* To be done:
Please print every line from the one containing "of the bundle" through the last line of the records below, exactly as written and nothing more.

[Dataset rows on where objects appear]
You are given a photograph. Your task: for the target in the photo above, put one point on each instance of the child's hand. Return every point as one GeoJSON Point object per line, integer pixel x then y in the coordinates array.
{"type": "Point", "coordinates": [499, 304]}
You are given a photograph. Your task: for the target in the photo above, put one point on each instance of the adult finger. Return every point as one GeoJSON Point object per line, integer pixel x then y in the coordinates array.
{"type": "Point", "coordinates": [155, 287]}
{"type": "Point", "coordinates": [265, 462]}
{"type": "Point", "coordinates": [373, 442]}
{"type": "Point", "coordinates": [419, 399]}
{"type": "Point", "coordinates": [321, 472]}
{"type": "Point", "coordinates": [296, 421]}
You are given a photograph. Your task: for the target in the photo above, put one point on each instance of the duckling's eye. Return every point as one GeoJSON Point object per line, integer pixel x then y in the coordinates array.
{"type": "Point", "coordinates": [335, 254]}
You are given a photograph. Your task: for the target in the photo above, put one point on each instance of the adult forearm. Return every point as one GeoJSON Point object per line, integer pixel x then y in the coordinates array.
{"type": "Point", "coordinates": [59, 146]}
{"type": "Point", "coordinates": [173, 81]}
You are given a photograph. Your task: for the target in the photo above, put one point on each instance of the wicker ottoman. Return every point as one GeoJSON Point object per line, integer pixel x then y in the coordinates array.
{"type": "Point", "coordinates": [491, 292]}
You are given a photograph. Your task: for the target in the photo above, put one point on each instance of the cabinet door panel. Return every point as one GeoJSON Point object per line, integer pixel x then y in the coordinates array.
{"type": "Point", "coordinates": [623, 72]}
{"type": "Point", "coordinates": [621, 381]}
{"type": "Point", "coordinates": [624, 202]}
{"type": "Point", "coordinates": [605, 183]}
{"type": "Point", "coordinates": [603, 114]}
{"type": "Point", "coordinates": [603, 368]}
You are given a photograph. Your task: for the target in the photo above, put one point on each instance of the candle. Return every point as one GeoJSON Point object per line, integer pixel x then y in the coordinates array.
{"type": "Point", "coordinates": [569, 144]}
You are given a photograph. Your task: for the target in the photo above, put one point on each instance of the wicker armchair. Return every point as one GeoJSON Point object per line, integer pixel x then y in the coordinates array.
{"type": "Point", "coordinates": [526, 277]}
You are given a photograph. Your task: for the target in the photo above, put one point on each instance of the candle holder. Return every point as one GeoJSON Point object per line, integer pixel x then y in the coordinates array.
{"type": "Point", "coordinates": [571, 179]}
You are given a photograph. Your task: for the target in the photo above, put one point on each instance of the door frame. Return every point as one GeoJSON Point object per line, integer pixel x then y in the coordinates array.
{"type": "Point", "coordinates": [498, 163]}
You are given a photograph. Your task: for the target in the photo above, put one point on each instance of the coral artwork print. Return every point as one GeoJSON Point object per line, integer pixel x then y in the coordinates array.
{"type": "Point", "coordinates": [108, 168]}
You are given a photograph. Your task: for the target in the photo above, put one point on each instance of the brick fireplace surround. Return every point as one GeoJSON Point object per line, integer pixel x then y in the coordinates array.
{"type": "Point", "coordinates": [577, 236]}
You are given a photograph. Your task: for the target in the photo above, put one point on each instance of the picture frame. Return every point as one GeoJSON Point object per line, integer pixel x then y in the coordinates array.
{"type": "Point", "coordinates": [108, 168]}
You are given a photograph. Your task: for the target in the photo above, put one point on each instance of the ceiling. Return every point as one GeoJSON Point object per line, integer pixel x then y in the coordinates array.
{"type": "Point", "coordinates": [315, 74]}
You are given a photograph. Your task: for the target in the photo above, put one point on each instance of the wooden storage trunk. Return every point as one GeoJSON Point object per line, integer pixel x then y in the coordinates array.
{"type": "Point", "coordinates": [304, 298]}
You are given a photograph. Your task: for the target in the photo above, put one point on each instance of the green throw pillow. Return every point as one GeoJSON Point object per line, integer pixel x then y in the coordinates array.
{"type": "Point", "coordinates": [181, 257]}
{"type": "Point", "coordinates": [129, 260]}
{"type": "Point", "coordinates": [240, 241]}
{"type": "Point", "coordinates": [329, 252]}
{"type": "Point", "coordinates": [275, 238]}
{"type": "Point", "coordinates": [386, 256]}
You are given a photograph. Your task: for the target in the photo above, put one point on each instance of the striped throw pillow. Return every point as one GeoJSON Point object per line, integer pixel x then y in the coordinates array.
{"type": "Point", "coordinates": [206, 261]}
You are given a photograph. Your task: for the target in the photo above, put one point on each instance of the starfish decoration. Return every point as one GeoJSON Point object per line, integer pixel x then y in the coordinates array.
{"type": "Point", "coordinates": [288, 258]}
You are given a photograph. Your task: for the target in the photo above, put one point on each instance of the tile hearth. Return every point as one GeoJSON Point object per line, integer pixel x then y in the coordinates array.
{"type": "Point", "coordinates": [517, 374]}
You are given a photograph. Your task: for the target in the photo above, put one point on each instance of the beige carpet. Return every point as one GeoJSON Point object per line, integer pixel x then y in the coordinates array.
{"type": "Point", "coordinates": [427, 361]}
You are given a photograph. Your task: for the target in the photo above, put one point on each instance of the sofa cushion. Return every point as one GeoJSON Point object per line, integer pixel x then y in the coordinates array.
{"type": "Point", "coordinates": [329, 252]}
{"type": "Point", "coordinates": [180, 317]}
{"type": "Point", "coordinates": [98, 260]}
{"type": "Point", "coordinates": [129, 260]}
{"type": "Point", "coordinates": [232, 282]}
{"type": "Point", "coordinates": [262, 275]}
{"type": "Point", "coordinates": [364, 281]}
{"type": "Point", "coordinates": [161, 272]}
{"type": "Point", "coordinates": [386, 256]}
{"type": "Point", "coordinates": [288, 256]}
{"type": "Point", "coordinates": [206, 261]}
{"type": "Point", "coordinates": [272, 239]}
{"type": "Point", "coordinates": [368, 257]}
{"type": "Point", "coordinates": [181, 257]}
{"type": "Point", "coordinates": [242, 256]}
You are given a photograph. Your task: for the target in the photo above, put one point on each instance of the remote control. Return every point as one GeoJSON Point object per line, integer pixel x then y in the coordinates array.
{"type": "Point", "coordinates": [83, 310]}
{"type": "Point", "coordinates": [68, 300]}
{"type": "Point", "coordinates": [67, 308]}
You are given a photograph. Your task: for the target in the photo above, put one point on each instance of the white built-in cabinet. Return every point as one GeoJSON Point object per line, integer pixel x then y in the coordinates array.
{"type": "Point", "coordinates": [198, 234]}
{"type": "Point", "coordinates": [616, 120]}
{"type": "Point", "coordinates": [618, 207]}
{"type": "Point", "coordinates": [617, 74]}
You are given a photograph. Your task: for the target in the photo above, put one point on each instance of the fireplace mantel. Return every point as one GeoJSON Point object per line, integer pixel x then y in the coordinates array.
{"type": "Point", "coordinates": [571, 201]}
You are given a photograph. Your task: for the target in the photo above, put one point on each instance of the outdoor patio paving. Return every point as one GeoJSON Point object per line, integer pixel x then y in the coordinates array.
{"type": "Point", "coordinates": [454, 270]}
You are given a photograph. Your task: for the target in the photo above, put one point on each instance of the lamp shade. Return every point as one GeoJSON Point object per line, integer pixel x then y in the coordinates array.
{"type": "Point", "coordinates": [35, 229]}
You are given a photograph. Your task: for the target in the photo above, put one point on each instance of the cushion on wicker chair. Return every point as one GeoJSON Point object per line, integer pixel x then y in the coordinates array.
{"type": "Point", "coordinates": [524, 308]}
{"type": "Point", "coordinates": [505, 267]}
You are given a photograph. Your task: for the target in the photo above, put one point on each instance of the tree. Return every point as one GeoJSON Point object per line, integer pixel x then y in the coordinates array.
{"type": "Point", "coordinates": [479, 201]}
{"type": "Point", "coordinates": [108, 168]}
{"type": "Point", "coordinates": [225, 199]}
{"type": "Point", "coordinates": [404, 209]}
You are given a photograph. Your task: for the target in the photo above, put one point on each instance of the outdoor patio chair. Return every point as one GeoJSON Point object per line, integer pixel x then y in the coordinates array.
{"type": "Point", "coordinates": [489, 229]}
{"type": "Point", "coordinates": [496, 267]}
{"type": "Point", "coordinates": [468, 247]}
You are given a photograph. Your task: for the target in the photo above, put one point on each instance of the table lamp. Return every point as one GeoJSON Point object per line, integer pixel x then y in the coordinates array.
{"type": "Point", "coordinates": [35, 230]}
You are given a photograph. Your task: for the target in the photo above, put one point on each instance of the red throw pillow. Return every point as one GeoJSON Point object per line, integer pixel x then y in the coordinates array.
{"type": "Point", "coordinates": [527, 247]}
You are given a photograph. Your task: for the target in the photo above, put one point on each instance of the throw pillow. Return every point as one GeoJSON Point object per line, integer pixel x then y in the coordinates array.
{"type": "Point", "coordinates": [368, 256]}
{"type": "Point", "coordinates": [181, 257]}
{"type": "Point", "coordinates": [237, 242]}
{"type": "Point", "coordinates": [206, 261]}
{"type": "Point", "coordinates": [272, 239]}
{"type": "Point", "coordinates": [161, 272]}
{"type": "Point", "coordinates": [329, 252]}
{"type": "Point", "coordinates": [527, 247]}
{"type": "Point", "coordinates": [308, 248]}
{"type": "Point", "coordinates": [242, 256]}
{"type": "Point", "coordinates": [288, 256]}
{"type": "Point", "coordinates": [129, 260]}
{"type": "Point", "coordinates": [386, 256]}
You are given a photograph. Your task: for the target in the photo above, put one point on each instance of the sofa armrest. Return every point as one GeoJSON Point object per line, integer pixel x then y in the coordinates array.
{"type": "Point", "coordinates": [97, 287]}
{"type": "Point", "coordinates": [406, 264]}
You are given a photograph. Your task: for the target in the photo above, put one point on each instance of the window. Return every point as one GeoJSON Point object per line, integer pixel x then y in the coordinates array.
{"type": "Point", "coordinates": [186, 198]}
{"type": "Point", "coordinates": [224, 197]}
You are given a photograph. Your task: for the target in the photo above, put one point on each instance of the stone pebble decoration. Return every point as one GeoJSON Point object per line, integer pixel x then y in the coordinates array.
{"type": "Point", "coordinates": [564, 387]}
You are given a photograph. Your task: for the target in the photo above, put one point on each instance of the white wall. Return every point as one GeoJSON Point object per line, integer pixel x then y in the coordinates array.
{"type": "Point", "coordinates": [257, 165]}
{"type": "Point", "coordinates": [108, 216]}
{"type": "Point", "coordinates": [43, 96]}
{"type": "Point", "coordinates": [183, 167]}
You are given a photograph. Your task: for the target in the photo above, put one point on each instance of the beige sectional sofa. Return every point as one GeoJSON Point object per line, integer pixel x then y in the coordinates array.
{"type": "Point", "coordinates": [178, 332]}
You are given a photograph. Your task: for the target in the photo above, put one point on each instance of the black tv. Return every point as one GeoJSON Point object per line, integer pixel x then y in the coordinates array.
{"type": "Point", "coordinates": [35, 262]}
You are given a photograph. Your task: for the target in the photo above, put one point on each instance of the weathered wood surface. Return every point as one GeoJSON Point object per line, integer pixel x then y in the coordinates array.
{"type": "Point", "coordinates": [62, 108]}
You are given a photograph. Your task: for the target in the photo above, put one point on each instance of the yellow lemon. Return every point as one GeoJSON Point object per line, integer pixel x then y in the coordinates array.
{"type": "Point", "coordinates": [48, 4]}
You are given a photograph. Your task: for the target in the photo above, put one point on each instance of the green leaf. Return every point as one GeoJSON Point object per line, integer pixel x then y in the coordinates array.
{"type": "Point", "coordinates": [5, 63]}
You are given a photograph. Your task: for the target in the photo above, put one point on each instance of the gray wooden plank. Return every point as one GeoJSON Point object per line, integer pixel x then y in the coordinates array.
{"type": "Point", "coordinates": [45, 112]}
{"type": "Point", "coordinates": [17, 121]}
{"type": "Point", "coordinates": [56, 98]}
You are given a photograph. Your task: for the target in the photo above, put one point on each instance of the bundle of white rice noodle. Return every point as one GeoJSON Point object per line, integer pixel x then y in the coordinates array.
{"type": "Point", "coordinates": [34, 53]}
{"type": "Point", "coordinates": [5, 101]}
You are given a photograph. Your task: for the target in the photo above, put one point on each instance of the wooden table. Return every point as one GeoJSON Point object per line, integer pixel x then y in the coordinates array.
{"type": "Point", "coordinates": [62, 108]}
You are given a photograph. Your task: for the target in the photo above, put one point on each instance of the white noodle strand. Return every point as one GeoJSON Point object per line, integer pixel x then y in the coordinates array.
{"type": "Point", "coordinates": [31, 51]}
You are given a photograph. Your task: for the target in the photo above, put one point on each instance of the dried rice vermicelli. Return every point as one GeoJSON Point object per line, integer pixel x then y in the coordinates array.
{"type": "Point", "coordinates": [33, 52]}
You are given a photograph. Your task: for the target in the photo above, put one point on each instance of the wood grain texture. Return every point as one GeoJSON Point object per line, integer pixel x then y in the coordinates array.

* Written reply:
You are given a photograph. Your task: for the target in the photo above, put one point on each instance of the bundle of white rice noodle. Return every point as one GeoJSON Point object per line, integer pixel x then y in the coordinates array.
{"type": "Point", "coordinates": [34, 53]}
{"type": "Point", "coordinates": [5, 101]}
You are given a photograph. Your task: for the target in the photo above, put one point on each instance of the wooden table. Return every point as one GeoJSON Point object per line, integer pixel x then y in the coordinates array.
{"type": "Point", "coordinates": [62, 108]}
You are given a photograph. Your task: for the target in the photo above, put one point on each instance of the white noodle strand. Return every point as one GeoJSON Point object per line, integer pixel x then y in the coordinates array.
{"type": "Point", "coordinates": [31, 51]}
You are given a photograph. Your task: for the target in the photo above, put one point on each instance of the dried rice vermicelli. Return every point as one GeoJSON Point object per line, integer pixel x then y in the coordinates array.
{"type": "Point", "coordinates": [33, 52]}
You are given a photograph. Your task: for the target in the photo above, put one point on each instance of the wood grain texture. Return every point as one GeoJSON Point object per line, integer pixel x then y in the coordinates array.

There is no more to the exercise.